• [小問 1]: エントリーの中で「green」という語を含む行の数を答え、数字以外は書かないでください。大文字と小文字は区別して数えます。

==================================================

ミサイル発射予告をどう見るか?東京連続集会65[3](2012/04/19)
★☆救う会全国協議会ニュース★☆(2012.04.19-3)

島田洋一(救う会副会長、福井県立大学教授)

 お手元の資料は、国家基本問題研究所(JINF)が出している会員向け「今週の
直言」の最新号で、私の訪米報告です。レジュメ代わりに用意しました。国基研
は櫻井よしこさんが理事長、西岡さんや私も役員に名を連ね、日本再生のため活
動している新興シンクタンクです。

「直言」のタイトルは、「極めて深い『ハトヤマ』日本への侮蔑の念」、残念な
がらこれが、今回訪米して切実に覚えた感想の一つです。

 3月18日から10日間のワシントン滞在中、ちょうど桜が、通常の年より2
週間早く満開でした。今年は「桜祭り100周年」で、日本大使館が中心になり、
1か月以上という長期間にわたり様々な行事を行っています。

 私が帰国する日の便のみ早くから予約で満席だったそうで、聞くと、100周
年の一環として日本大使館が呼んだAKB48のメンバー3人の搭乗便で、日本か
らの「追っかけ」グループが一斉に移動したためのようです。

 有能な外交官たち何人もがAKBに張り付きさまざまな世話に当たった。大使館
の内部からも、こんなことに長い時間を割いていてよいのかと疑問の声が出たと
も聞きました。外交をするため外交官になったのに、社交ばかりではないかとい
うことです。

 大使館がAKBの世話をしている間、民間人の私が、アメリカの有力議員の政策
担当スタッフや北朝鮮問題・中国問題の専門家と最新情勢について意見交換をし
ていた。これは本来、逆であるべきでしょう。何も私はAKBの世話をしたくない
し、向こうも嫌でしょうが、日本政府において軽重の感覚がずれているのではな
いか。いくら社交に日時を費やしても、政策が「ハトヤマ」流のままでは、それ
は徒花に終わり、信頼感は崩れていくばかりです。

==================================================

• [小問 2]:
次の(a)〜(c)が上の本文抜粋の内容と合っているかを、それぞれ「はい」か「いいえ」で答えてください。判断の決め手となった本文抜粋の語句も、そのまま引用して添えてください。
(a) ワシントン滞在中、桜は通常の年より早く満開になっていた。
(b) 帰国する日の便は空席が目立っていた。
(c) 国家基本問題研究所の理事長は西岡さんである。

==================================================

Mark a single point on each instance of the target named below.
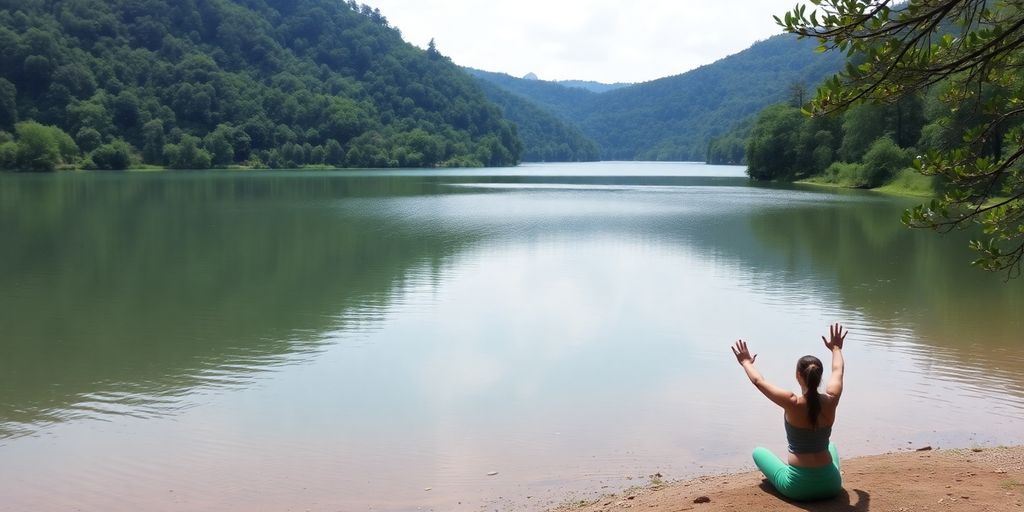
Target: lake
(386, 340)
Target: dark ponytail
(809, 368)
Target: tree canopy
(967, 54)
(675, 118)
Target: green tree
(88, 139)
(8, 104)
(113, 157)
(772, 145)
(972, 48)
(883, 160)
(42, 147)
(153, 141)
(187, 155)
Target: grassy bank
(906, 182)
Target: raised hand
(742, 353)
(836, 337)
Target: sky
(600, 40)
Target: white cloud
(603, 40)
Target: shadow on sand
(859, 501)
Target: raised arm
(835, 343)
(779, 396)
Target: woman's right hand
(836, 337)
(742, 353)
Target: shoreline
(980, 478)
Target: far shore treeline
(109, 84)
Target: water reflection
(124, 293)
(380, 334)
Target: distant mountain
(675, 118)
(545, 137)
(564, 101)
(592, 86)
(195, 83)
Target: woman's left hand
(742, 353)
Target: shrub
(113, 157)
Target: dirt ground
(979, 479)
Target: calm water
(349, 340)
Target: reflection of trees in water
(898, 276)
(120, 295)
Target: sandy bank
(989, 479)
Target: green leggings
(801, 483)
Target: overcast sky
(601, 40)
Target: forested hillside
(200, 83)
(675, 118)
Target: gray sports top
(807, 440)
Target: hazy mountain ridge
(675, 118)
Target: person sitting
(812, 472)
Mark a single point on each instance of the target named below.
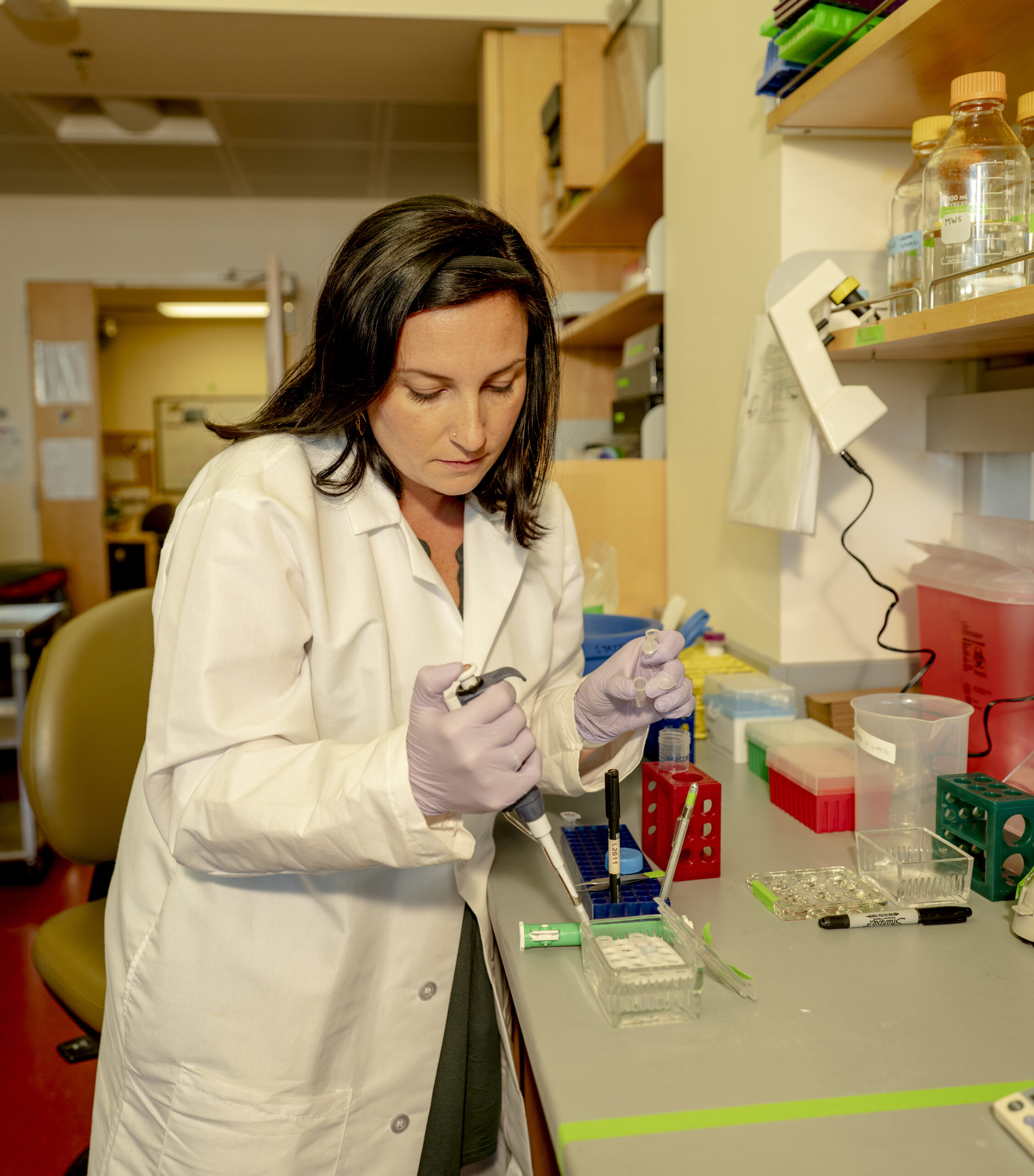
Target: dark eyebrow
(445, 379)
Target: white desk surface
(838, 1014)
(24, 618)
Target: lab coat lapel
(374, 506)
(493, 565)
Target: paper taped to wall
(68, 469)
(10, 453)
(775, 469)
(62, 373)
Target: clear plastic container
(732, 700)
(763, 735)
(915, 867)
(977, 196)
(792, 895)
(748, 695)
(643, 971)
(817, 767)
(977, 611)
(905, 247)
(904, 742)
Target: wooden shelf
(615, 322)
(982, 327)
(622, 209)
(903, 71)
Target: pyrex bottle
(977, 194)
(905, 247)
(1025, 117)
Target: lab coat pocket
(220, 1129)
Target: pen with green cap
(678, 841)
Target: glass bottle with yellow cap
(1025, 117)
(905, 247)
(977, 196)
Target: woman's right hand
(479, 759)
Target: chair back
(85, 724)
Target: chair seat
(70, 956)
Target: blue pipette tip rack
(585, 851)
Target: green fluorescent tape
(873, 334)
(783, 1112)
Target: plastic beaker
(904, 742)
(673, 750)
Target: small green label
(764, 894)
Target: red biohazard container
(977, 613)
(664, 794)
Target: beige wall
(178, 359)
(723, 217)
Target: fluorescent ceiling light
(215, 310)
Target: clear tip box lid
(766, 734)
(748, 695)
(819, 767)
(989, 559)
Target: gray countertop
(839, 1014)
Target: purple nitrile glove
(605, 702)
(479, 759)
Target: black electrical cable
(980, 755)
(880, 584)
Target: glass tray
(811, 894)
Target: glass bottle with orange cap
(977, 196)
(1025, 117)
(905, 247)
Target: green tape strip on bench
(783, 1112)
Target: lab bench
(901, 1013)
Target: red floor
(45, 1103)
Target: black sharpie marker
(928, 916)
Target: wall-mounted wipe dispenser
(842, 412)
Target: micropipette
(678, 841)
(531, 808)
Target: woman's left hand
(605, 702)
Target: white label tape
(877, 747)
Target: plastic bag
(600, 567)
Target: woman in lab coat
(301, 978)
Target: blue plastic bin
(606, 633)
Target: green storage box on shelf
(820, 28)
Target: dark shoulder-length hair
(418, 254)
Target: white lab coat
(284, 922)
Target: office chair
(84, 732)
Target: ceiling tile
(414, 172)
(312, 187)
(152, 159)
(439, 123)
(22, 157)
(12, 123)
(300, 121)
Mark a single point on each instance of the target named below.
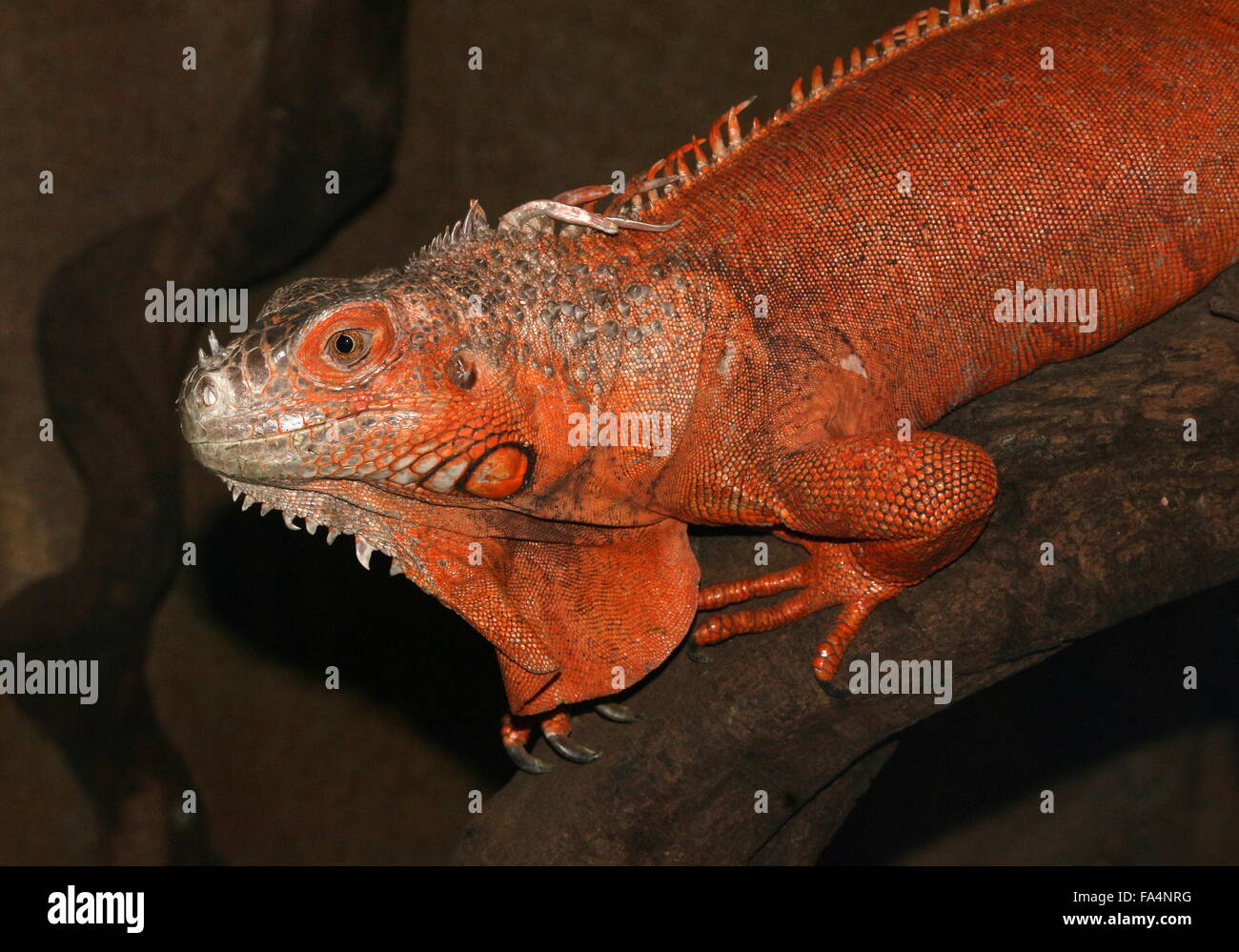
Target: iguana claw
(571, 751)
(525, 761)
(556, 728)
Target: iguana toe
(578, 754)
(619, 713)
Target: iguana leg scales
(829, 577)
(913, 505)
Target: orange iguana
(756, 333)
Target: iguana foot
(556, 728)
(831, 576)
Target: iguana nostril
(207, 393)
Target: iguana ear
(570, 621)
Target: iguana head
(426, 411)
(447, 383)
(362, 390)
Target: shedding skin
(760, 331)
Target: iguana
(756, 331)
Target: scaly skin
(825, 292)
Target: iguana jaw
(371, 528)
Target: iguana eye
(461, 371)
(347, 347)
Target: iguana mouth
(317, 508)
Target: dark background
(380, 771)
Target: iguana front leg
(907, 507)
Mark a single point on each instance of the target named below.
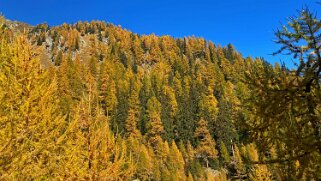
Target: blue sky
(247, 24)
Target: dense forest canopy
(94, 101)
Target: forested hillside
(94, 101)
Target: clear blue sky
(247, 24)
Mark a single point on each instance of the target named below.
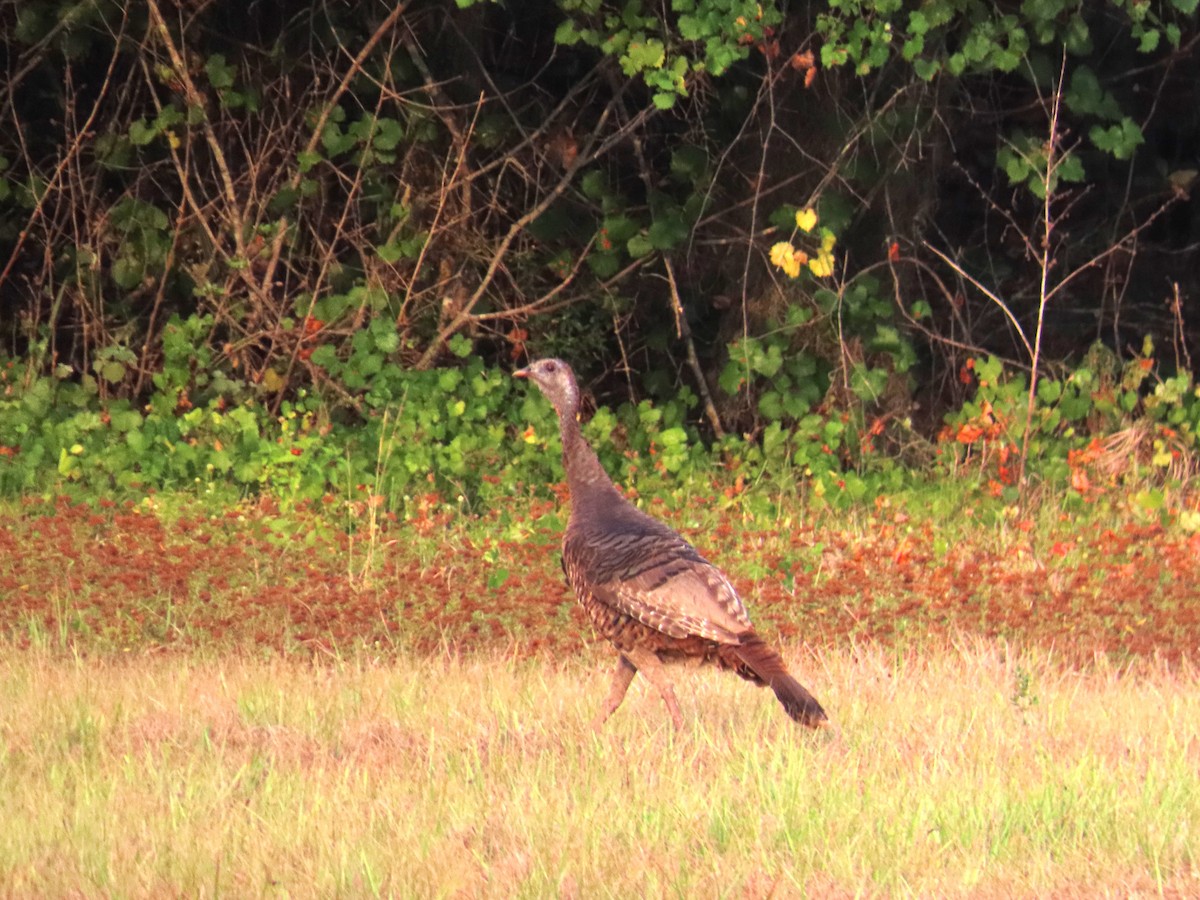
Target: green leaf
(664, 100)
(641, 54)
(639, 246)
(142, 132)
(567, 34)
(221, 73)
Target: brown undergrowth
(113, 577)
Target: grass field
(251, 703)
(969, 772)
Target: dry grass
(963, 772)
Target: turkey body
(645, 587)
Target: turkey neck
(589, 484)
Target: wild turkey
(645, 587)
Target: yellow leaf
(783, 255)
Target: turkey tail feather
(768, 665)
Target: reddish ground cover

==================================================

• [解答 1]: 8

• [解答 2]:
(a) はい。「ちょうど桜が、通常の年より2週間早く満開でした」
(b) いいえ。「私が帰国する日の便のみ早くから予約で満席だったそうで」
(c) いいえ。「国基研は櫻井よしこさんが理事長」